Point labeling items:

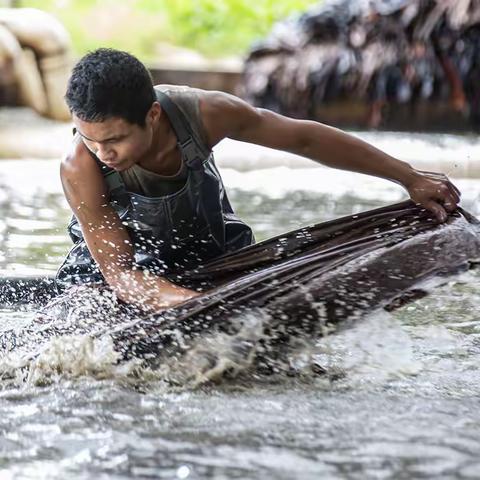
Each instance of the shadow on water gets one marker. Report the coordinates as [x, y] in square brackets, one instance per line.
[397, 396]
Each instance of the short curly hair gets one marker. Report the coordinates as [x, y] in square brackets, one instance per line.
[110, 83]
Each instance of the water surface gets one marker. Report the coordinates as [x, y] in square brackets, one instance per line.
[400, 397]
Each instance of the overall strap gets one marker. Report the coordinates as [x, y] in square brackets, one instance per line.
[188, 144]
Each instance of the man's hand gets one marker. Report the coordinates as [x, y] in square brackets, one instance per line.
[435, 192]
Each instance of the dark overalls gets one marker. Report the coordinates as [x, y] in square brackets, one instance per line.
[171, 233]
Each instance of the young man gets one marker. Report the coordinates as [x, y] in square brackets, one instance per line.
[145, 192]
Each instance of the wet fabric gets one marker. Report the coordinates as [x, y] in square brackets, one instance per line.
[173, 232]
[299, 283]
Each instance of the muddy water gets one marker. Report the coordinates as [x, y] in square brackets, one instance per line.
[399, 399]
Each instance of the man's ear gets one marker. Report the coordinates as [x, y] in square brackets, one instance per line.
[154, 113]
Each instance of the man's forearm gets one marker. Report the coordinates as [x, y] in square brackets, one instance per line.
[337, 149]
[146, 290]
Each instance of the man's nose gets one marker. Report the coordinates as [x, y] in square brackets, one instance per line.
[103, 152]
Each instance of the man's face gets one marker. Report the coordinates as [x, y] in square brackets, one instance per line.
[116, 142]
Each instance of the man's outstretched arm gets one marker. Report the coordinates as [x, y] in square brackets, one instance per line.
[228, 116]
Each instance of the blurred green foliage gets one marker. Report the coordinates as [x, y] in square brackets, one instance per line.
[213, 27]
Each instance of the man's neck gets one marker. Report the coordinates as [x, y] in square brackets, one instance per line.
[161, 158]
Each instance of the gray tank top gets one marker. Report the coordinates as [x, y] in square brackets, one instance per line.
[150, 184]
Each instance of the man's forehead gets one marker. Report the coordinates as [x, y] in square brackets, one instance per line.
[102, 131]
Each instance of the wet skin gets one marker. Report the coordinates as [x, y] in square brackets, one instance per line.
[153, 146]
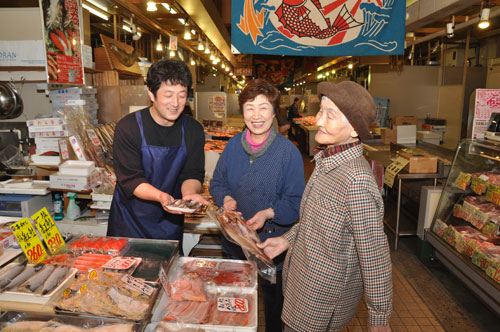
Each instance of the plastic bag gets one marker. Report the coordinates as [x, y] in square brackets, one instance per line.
[235, 229]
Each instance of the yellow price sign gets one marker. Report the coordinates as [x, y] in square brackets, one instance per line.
[29, 240]
[48, 229]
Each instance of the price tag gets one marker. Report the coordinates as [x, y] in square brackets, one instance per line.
[493, 193]
[232, 304]
[393, 169]
[462, 180]
[122, 263]
[48, 230]
[29, 240]
[137, 284]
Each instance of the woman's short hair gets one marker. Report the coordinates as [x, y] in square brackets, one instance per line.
[169, 71]
[258, 87]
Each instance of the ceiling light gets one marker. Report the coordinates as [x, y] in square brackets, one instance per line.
[151, 6]
[159, 45]
[484, 21]
[96, 12]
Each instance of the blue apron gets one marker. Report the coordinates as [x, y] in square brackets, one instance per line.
[138, 218]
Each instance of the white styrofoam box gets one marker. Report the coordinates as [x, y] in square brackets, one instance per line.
[59, 133]
[77, 167]
[74, 90]
[38, 129]
[46, 122]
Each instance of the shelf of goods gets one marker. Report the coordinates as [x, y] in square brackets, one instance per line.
[118, 284]
[465, 228]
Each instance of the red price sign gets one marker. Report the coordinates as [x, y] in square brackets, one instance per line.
[48, 230]
[29, 240]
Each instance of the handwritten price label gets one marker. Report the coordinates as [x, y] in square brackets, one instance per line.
[48, 230]
[232, 304]
[29, 240]
[137, 284]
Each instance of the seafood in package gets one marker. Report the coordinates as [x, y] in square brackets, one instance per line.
[186, 206]
[106, 294]
[33, 283]
[235, 228]
[14, 321]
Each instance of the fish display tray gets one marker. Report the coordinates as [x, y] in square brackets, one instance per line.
[82, 322]
[37, 298]
[159, 313]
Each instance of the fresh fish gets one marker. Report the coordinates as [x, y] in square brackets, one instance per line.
[28, 272]
[10, 272]
[39, 278]
[54, 279]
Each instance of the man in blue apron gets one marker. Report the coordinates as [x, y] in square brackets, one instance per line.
[158, 157]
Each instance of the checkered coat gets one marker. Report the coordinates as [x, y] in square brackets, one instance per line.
[338, 249]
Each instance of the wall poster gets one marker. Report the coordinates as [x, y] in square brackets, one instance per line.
[318, 27]
[62, 39]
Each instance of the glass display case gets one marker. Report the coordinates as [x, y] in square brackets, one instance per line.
[465, 228]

REQUIRED WORK: Rewrite the items from the line containing "Each instance of the wall" through the end of the items, swapping every "marker" for "dot" and leaving everything else unchanged.

SOLUTION TO THIS PROBLEM:
Each instance of the wall poster gets one dot. Report the coordinates as [x, y] in square brackets, one instance per line.
[318, 27]
[62, 39]
Each instance of the glass display case gets one dot. Report the coordinates as [x, y] in square brackets, one instance per line.
[465, 228]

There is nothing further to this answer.